(Labeled contour entries)
--

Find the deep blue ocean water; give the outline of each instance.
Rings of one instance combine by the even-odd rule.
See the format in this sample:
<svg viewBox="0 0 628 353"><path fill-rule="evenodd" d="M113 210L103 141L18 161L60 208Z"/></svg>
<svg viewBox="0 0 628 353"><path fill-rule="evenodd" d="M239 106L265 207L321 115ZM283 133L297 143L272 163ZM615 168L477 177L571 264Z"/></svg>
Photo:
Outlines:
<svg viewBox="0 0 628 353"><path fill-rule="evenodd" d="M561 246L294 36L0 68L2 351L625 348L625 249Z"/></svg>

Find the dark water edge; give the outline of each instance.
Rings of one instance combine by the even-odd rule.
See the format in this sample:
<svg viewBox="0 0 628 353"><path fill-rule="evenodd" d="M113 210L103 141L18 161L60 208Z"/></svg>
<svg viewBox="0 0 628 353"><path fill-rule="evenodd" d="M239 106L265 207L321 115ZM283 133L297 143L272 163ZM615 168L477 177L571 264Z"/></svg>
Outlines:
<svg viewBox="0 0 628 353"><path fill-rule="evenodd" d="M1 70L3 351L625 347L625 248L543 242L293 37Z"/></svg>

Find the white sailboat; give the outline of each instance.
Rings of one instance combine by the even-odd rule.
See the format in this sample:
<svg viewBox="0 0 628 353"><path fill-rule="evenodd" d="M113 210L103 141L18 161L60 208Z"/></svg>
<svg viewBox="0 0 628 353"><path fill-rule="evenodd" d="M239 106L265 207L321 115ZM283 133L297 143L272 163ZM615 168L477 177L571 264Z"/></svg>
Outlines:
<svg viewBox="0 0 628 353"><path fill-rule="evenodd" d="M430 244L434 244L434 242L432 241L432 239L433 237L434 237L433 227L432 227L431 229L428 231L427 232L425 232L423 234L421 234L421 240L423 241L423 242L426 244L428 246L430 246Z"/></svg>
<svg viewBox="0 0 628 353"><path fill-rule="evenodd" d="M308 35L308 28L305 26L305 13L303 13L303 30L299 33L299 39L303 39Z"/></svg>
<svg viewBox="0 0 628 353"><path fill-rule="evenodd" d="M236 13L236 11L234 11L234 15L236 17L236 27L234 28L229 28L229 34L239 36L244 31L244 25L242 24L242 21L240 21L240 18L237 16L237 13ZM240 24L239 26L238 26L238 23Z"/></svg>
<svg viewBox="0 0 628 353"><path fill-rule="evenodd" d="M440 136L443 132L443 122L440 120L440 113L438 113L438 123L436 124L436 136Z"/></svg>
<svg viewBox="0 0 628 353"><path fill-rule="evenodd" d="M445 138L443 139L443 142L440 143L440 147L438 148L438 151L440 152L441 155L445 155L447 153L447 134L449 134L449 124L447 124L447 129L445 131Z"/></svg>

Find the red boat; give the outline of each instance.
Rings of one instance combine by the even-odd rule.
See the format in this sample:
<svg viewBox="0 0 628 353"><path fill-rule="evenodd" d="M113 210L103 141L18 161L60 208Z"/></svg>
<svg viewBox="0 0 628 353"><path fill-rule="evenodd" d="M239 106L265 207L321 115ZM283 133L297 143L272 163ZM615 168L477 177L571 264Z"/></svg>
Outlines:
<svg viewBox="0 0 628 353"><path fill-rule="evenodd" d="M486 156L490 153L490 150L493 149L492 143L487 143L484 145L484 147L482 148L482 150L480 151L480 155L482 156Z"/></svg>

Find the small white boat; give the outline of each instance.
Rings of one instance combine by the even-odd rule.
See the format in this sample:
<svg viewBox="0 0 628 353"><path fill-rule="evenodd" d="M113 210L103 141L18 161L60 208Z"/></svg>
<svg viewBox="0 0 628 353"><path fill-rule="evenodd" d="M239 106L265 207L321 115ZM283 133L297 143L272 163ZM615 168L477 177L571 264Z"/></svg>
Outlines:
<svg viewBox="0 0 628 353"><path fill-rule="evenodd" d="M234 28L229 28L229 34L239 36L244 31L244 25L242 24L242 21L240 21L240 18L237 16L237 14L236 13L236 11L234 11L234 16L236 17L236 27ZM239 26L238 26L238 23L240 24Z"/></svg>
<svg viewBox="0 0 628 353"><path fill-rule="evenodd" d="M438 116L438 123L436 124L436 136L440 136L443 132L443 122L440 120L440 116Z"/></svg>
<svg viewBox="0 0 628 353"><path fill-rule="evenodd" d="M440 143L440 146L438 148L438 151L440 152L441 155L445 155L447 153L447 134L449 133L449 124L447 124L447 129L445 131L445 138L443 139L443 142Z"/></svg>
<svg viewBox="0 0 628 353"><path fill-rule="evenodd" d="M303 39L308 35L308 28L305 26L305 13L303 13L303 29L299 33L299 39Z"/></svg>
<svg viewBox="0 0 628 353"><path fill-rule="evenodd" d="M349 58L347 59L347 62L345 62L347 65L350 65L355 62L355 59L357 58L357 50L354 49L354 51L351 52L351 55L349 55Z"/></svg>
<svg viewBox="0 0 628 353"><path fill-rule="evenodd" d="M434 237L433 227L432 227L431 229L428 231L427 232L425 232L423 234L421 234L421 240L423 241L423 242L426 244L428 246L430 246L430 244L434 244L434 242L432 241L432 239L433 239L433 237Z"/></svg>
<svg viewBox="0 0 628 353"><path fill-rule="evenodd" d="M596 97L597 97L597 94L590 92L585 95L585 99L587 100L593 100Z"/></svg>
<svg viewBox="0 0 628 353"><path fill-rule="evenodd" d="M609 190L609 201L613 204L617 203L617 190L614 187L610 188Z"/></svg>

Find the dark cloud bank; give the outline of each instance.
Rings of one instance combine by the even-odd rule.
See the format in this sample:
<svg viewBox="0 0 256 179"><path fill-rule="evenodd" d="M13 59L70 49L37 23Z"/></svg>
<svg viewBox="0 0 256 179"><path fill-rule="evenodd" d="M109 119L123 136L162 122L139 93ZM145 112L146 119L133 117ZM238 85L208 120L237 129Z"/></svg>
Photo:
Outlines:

--

**THE EXERCISE:**
Format every line of the records above as a numbered list, omitting the blank lines.

**FINAL RESULT:**
1. Find the deep blue ocean water; give the outline of each instance.
2. Rings of one instance combine by the even-odd rule.
3. See the format in this sample:
4. <svg viewBox="0 0 628 353"><path fill-rule="evenodd" d="M113 210L103 141L18 161L60 208Z"/></svg>
5. <svg viewBox="0 0 628 353"><path fill-rule="evenodd" d="M239 106L265 207L321 115ZM283 133L297 143L272 163ZM615 168L477 177L571 264Z"/></svg>
6. Photo:
7. Outlines:
8. <svg viewBox="0 0 628 353"><path fill-rule="evenodd" d="M561 246L294 36L0 68L2 351L625 348L625 249Z"/></svg>
9. Find the dark water edge; give the outline of each instance.
10. Rings of one instance combine by the even-odd rule.
11. See the format in this sample:
12. <svg viewBox="0 0 628 353"><path fill-rule="evenodd" d="M113 210L103 141L18 161L60 208Z"/></svg>
13. <svg viewBox="0 0 628 353"><path fill-rule="evenodd" d="M239 106L265 207L321 115ZM283 133L297 143L272 163ZM615 168L477 177L571 264Z"/></svg>
14. Outlines:
15. <svg viewBox="0 0 628 353"><path fill-rule="evenodd" d="M1 70L3 351L625 347L625 248L543 242L293 37Z"/></svg>
16. Find the white sailboat; give the outline of each instance.
17. Rings of one instance combine by the even-odd rule.
18. See the format in this sample:
19. <svg viewBox="0 0 628 353"><path fill-rule="evenodd" d="M113 210L103 141L18 161L60 208Z"/></svg>
20. <svg viewBox="0 0 628 353"><path fill-rule="evenodd" d="M239 106L265 207L321 115ZM283 133L297 143L272 163ZM615 168L477 177L571 264Z"/></svg>
21. Outlines:
22. <svg viewBox="0 0 628 353"><path fill-rule="evenodd" d="M430 244L434 244L434 242L432 241L432 239L433 237L434 237L433 227L432 227L431 229L428 231L427 232L425 232L423 234L421 234L421 240L423 241L423 242L426 244L428 246L430 246Z"/></svg>
23. <svg viewBox="0 0 628 353"><path fill-rule="evenodd" d="M308 35L308 28L305 26L305 13L303 13L303 30L299 33L299 39L303 39Z"/></svg>
24. <svg viewBox="0 0 628 353"><path fill-rule="evenodd" d="M236 13L236 11L234 11L234 15L236 17L236 27L234 28L229 28L229 34L239 36L244 31L244 25L242 24L242 21L240 21L240 18L237 16L237 13ZM240 24L239 26L238 26L238 23Z"/></svg>
25. <svg viewBox="0 0 628 353"><path fill-rule="evenodd" d="M440 136L443 132L443 122L440 120L440 113L438 113L438 123L436 124L436 136Z"/></svg>
26. <svg viewBox="0 0 628 353"><path fill-rule="evenodd" d="M445 138L443 139L443 142L440 143L440 147L438 148L438 151L440 152L441 155L445 155L447 153L447 134L449 134L449 124L447 124L447 129L445 131Z"/></svg>
27. Find the red boat; give the outline of each instance.
28. Rings of one instance combine by the even-odd rule.
29. See the format in this sample:
30. <svg viewBox="0 0 628 353"><path fill-rule="evenodd" d="M113 210L103 141L18 161L60 208Z"/></svg>
31. <svg viewBox="0 0 628 353"><path fill-rule="evenodd" d="M239 106L265 207L321 115ZM283 133L297 143L272 163ZM615 168L477 177L571 264Z"/></svg>
32. Outlines:
33. <svg viewBox="0 0 628 353"><path fill-rule="evenodd" d="M486 156L490 153L490 150L493 149L492 143L487 143L484 145L484 147L482 148L482 150L480 151L480 155L482 156Z"/></svg>
34. Find the small white boat; give the outline of each instance.
35. Rings of one instance combine by the even-odd rule.
36. See the format in this sample:
37. <svg viewBox="0 0 628 353"><path fill-rule="evenodd" d="M113 210L103 141L18 161L60 208Z"/></svg>
38. <svg viewBox="0 0 628 353"><path fill-rule="evenodd" d="M239 106L265 207L321 115ZM283 133L297 143L272 163ZM615 168L477 177L571 264Z"/></svg>
39. Outlines:
40. <svg viewBox="0 0 628 353"><path fill-rule="evenodd" d="M234 28L229 28L229 34L239 36L244 31L244 25L242 24L242 21L240 21L240 18L237 16L237 14L236 13L236 11L234 11L234 16L236 17L236 27ZM239 26L238 26L238 23L240 24Z"/></svg>
41. <svg viewBox="0 0 628 353"><path fill-rule="evenodd" d="M438 116L438 123L436 124L436 136L440 136L443 132L443 122L440 120L440 116Z"/></svg>
42. <svg viewBox="0 0 628 353"><path fill-rule="evenodd" d="M440 143L440 146L438 148L438 151L440 152L441 155L445 155L447 153L447 134L449 133L449 124L447 124L447 129L445 131L445 138L443 139L443 142Z"/></svg>
43. <svg viewBox="0 0 628 353"><path fill-rule="evenodd" d="M303 39L308 35L308 28L305 26L305 13L303 13L303 29L299 33L299 39Z"/></svg>
44. <svg viewBox="0 0 628 353"><path fill-rule="evenodd" d="M349 58L347 59L347 62L345 62L347 65L350 65L355 62L355 59L357 58L357 50L354 49L354 51L351 52L351 55L349 55Z"/></svg>
45. <svg viewBox="0 0 628 353"><path fill-rule="evenodd" d="M434 237L433 227L432 227L431 229L428 231L427 232L425 232L423 234L421 234L421 240L423 241L423 242L426 244L428 246L430 246L430 244L434 244L434 242L432 241L432 239L433 239L433 237Z"/></svg>
46. <svg viewBox="0 0 628 353"><path fill-rule="evenodd" d="M596 97L597 97L597 94L590 92L585 95L585 99L587 100L593 100Z"/></svg>
47. <svg viewBox="0 0 628 353"><path fill-rule="evenodd" d="M609 190L609 201L613 204L617 203L617 190L614 187L610 188Z"/></svg>
48. Find the dark cloud bank; give the outline of each instance.
49. Rings of one instance combine by the even-odd rule.
50. See the format in this sample:
51. <svg viewBox="0 0 256 179"><path fill-rule="evenodd" d="M13 59L70 49L37 23Z"/></svg>
52. <svg viewBox="0 0 256 179"><path fill-rule="evenodd" d="M109 119L123 136L162 122L139 93ZM145 112L146 119L133 117ZM238 85L208 120L237 129Z"/></svg>
53. Photo:
54. Outlines:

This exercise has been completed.